---- TEXT

Marcel Reich-Ranicki, ein Mann, der die deutsche Literaturlandschaft prägte wie kein anderer. Ein Nachruf auf den großen Literaturkritiker.

Was Marcel Reich-Ranicki an diesem 27. Januar 2012 kurz vor seiner Rede zum Gedenken der Opfer des Nationalsozialismus durch den Kopf gegangen sein mag? Er sitzt vor dem Deutschen Bundestag und die versammelte deutsche Politik wartet darauf, dass er zu sprechen anhebt. Reich-Ranicki aber schaut ins Auditorium und lässt sich Zeit. Er schaut rechts, schaut links, fast eine Minute verstreicht. Und dann beginnt er nach der obligaten, sehr langen Anrede zu erklären, dass er nicht als Historiker sprechen werde, sondern als Zeitzeuge, „genauer als Überlebender des Warschauer Ghettos.“ Ob er in dieser stillen Minute sein Leben hat Revue passieren lassen? Ob er darüber nachgedacht hat, dass er hier jetzt vor den Kindern und Enkeln der Deutschen spricht, die ihm in den dreißiger und vierziger Jahren intensiv nach dem Leben getrachtet haben?

--------

> **AUFGABE 1**: Gib jeden Satz des Nachrufs, der mit einem Fragezeichen endet, vollständig wieder.
Der Nachruf und die Datensätze haben nichts miteinander zu tun.

---- ZU VERARBEITENDE DATEN

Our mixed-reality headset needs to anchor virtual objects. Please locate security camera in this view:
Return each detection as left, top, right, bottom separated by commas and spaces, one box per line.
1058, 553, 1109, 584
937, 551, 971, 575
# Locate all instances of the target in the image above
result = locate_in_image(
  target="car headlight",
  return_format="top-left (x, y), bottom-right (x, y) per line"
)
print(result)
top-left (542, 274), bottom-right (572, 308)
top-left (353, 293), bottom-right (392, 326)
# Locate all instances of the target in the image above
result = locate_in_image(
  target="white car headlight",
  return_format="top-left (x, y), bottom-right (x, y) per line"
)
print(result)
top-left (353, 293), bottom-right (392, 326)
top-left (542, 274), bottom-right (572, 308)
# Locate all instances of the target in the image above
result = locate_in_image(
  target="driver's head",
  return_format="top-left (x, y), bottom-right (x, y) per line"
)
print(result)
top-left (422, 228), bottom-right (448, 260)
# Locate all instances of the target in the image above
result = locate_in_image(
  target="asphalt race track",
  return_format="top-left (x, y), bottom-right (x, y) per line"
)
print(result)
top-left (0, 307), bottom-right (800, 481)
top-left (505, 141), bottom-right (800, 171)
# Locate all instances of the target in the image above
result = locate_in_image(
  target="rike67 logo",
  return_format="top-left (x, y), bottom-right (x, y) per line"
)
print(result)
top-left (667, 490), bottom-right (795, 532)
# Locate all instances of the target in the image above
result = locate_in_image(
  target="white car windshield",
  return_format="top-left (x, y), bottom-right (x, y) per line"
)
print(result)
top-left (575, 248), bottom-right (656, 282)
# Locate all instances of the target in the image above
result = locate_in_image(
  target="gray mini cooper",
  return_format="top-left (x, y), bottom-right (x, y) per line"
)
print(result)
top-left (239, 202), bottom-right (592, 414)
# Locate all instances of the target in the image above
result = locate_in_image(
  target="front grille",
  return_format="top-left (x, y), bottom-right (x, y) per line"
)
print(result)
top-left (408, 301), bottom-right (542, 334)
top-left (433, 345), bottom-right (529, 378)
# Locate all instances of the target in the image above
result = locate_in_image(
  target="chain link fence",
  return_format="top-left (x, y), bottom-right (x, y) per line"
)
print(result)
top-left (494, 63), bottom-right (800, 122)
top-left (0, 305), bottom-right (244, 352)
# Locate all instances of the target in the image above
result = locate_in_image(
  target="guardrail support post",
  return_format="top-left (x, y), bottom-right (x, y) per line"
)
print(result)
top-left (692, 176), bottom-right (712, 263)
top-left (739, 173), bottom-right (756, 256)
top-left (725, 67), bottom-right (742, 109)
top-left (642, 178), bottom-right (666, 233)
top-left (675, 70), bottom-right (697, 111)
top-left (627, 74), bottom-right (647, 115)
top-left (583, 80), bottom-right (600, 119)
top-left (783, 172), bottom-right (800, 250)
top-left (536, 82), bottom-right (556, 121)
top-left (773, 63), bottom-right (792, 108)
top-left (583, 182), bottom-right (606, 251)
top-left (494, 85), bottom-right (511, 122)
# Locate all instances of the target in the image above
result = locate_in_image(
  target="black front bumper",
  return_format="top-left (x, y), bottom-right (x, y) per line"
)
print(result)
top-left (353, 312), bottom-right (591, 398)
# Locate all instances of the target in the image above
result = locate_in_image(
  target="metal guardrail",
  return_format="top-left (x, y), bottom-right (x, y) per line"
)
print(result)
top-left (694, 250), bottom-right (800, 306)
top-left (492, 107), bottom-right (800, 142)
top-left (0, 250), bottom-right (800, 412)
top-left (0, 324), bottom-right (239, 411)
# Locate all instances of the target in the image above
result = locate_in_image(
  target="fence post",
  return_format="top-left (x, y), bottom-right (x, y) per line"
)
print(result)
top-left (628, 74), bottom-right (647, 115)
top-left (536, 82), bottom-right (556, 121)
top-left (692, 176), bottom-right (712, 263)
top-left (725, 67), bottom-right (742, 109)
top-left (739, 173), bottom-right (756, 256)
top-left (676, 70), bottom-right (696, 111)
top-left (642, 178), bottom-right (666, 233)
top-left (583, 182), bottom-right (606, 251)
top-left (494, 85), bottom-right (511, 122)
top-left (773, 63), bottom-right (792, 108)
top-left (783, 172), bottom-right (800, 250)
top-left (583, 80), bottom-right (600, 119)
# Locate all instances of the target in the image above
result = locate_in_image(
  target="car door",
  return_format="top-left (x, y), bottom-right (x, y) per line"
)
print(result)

--------

> **AUFGABE 2**: Sammle bitte jede Zeile der Datensätze, in der die Zeichenfolge „guardrail“ vorkommt. Groß- und Kleinschreibung zählt.

> **VOLLSTÄNDIGE ANTWORT 1**:
- Was Marcel Reich-Ranicki an diesem 27. Januar 2012 kurz vor seiner Rede zum Gedenken der Opfer des Nationalsozialismus durch den Kopf gegangen sein mag?
- Ob er in dieser stillen Minute sein Leben hat Revue passieren lassen?
- Ob er darüber nachgedacht hat, dass er hier jetzt vor den Kindern und Enkeln der Deutschen spricht, die ihm in den dreißiger und vierziger Jahren intensiv nach dem Leben getrachtet haben?

> **VOLLSTÄNDIGE ANTWORT 2**:
  target="guardrail support post",
  target="metal guardrail",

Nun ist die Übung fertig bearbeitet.